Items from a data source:
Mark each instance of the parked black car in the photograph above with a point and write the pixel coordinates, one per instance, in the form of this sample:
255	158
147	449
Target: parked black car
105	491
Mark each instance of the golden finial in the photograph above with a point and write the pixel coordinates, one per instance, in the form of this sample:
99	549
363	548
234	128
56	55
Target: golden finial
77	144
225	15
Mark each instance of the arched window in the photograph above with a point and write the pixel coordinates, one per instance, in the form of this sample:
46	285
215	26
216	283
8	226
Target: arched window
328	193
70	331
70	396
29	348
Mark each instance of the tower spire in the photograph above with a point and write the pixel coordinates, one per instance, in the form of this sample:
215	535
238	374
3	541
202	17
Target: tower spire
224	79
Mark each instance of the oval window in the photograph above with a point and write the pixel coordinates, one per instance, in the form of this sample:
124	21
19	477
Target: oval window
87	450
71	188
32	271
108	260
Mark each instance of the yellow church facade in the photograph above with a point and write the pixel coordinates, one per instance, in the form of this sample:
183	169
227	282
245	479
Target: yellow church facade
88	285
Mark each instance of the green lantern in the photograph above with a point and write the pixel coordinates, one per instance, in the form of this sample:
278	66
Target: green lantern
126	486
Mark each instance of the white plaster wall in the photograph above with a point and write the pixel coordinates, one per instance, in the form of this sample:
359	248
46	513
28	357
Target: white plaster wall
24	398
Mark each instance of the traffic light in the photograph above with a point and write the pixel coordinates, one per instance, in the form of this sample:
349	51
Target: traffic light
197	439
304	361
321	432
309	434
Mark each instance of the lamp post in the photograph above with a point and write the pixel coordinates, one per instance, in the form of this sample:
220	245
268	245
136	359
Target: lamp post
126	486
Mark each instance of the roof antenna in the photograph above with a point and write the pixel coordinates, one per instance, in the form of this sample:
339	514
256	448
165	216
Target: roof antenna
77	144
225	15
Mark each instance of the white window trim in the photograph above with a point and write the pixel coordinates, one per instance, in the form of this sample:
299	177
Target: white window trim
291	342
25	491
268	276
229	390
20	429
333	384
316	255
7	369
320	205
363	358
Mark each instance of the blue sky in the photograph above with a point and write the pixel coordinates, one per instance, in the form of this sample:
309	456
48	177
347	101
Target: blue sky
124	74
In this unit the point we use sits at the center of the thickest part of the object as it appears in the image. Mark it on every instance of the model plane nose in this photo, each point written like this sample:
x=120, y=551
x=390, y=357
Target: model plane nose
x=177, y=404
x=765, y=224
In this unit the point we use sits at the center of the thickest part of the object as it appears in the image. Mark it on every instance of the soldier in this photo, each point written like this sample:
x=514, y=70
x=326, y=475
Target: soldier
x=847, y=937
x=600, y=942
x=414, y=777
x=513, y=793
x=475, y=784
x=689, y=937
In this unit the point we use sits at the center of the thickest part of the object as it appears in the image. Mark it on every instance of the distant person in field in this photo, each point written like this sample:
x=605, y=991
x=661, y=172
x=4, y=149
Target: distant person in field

_Instructions for the task_:
Set down all of the records shown above once more, exactly.

_Expected output_:
Mark each instance of the parked black car in the photograph above with a point and write the pixel coordinates, one per instance, in the form of this sample:
255	158
147	449
Target: parked black car
105	491
Mark each instance of the golden finial in the photograph above with a point and write the pixel coordinates, one per instance, in the form of this sample:
99	549
363	548
234	128
56	55
Target: golden finial
77	144
225	15
Mark each instance of the arched window in the photograph above with a point and write the pixel coordinates, one per instance, in the form of this sample:
46	285
215	26
216	283
8	226
Target: arched window
328	193
70	331
70	396
29	348
Mark each instance of the tower spire in the photograph above with a point and write the pixel coordinates, one per instance, in the form of this sample:
215	535
238	374
3	541
202	17
Target: tower spire
224	79
Mark each instance of the oval window in the photograph above with a point and write the pixel coordinates, one per instance, in the form of this sample:
124	21
19	477
Target: oval window
87	450
71	188
32	271
108	260
Mark each instance of the yellow church facade in the photograph above with a point and write the pixel coordinates, one per instance, in the form of this sample:
183	169
227	282
245	479
Target: yellow church facade
88	285
Mark each instance of the green lantern in the photograph above with a point and write the pixel coordinates, one per instance, in the form of this sample:
278	66
Target: green lantern
126	486
Mark each instance of the white plaster wall in the photograph above with a point and write the pixel coordinates, one per instance, in the form of this sample:
359	248
46	513
28	357
Target: white plaster wall
24	398
Mark each instance of the traffic light in the photograph above with a point and write the pixel coordinates, one per instance, in the form of this sample:
349	51
Target: traffic light
197	439
304	361
321	432
309	434
Mark each instance of the lamp post in the photograph above with a point and write the pixel coordinates, one per instance, in the form of this sample:
220	245
268	245
136	359
Target: lamp post
126	486
Mark each instance of the roof antenna in the photograph above with a point and write the pixel coordinates, one per instance, in the form of this sample:
339	514
256	448
165	216
Target: roof antenna
77	144
225	15
Mark each instance of the white window trim in the photograph above with a point and write the pixel coordinates, one per instance, in the form of this sample:
299	177
Target: white window trim
291	342
25	491
268	276
229	390
20	429
333	384
316	255
7	369
320	205
363	358
Mark each instance of the blue sky in the photograph above with a point and write the pixel coordinates, one per instance, in the form of this sample:
309	456
48	177
347	101
Target: blue sky
124	74
In this unit the point we use sits at the center of the thickest part of the object as it appears in the image. Mark it on every instance of the model plane nose in this photo, each point written like this sample:
x=120, y=551
x=390, y=357
Target: model plane nose
x=177, y=404
x=765, y=224
In this unit the point we use sits at the center of the thickest part of the object as it appears in the image. Mark it on every instance of the soldier in this photo, each point written like this sample:
x=514, y=70
x=326, y=475
Target: soldier
x=847, y=937
x=600, y=942
x=414, y=777
x=513, y=793
x=475, y=784
x=689, y=937
In this unit the point we use sits at the center of the thickest part of the object as it appears in the image. Mark it on every instance of the distant person in field in this photo, each point written like this sample:
x=605, y=991
x=661, y=172
x=4, y=149
Target: distant person in field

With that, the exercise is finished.